_Source document_

Natural Killer T Cell Ligand α-Galactosylceramide Inhibited Lymph Node Metastasis of Highly Metastatic melanoma Cells

The role of natural killer T (NKT) cells in the prevention of multiple tumor metastasis was examined. The i.v. inoculation of a highly metastatic subline of B16‐BL6 (B16‐BL6‐HM) melanoma cells resulted in the formation of metastatic nodules in lymph nodes in addition to lung, intrapleural cavity, and ovary. However, treatment of the mice with the NKT cell ligand α‐galactosylceramide (α‐GalCer) three times from 1 day after B16‐BL6‐HM melanoma inoculation caused a significant inhibition of multiple metastasis. Lymph node metastasis of B16‐BL6‐HM was almost completely blocked by α‐GalCer treatment. This antimetastatic effect of α‐GalCer was abolished in NKT celldeficient mice. These results suggest that α‐GalCer‐activated NKT cells played a critical role in the prevention of lymph node metastasis of melanoma cells.

_Work item_
Answer these questions from the text on NKT cells and melanoma metastasis:
1. Apart from lymph nodes, where did metastatic nodules form after i.v. inoculation of B16‐BL6‐HM cells?
2. How many times were the mice treated with α‐GalCer, and when did treatment begin?
3. What happened to the antimetastatic effect of α‐GalCer in mice lacking NKT cells?
The records have no connection to the text above.

_Dataset excerpts_
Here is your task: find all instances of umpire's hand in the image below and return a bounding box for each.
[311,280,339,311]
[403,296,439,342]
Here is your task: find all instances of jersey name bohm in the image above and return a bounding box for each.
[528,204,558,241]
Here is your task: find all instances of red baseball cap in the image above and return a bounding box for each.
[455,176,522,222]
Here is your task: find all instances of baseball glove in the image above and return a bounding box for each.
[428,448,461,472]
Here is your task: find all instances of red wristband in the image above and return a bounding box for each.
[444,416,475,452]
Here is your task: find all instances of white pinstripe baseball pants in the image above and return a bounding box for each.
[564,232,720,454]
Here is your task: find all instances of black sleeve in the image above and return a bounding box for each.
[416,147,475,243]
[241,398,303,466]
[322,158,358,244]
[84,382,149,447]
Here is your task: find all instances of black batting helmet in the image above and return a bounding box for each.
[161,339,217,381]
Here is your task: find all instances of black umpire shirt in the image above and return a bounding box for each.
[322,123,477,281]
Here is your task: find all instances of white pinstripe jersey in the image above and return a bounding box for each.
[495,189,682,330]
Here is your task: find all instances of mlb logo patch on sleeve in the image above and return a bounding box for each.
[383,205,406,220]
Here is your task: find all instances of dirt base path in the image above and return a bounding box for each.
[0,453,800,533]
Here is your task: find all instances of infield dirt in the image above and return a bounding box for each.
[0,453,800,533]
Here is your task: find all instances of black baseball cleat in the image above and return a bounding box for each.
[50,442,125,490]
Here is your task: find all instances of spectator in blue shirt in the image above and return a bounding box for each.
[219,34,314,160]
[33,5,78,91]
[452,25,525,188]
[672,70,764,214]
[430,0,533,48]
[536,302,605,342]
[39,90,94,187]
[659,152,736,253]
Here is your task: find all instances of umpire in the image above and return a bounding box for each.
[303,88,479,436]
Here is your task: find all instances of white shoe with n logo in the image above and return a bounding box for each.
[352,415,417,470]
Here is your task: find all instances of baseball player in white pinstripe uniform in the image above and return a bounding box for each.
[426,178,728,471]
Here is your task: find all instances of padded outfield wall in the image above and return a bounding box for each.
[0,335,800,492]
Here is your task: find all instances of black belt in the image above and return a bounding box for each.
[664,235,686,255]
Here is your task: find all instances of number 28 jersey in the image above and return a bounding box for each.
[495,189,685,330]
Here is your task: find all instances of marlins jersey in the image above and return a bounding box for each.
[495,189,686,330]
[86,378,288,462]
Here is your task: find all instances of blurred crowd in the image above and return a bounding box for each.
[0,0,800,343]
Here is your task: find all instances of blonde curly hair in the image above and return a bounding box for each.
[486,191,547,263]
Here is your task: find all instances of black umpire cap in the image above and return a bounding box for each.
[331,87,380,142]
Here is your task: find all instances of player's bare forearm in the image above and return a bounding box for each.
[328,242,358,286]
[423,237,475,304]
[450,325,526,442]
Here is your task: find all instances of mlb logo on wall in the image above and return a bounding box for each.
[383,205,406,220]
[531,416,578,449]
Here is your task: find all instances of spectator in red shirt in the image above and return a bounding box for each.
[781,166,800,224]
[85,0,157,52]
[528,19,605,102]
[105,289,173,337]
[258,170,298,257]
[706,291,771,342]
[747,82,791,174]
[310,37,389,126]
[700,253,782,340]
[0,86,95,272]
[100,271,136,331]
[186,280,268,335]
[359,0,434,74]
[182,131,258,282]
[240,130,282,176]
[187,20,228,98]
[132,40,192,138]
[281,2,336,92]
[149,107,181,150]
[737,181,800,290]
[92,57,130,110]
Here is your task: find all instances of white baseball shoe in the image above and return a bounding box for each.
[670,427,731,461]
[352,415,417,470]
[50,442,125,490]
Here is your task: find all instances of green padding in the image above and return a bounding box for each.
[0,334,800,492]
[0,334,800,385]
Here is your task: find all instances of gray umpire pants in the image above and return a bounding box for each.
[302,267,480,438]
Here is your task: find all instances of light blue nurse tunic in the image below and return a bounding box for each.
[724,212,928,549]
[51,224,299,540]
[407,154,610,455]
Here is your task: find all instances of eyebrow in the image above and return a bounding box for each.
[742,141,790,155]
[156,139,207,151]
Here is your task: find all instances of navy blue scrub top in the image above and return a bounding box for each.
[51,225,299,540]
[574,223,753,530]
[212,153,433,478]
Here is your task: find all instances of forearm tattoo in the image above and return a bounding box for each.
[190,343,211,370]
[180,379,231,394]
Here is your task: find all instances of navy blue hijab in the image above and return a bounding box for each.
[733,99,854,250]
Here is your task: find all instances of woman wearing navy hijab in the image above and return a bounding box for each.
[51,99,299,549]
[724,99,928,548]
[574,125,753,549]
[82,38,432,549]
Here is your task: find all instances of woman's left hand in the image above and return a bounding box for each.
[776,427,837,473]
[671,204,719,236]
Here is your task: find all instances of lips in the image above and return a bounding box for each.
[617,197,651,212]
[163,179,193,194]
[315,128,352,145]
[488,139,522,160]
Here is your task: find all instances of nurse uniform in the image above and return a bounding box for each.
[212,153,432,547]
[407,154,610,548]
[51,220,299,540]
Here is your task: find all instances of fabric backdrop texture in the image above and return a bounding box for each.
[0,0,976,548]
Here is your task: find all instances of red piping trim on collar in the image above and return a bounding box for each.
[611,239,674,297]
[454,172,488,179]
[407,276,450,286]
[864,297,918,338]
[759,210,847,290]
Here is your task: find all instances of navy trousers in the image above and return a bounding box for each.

_Exercise solution_
1. In the lung, intrapleural cavity, and ovary.
2. Three times, beginning 1 day after B16‐BL6‐HM melanoma inoculation.
3. It was abolished.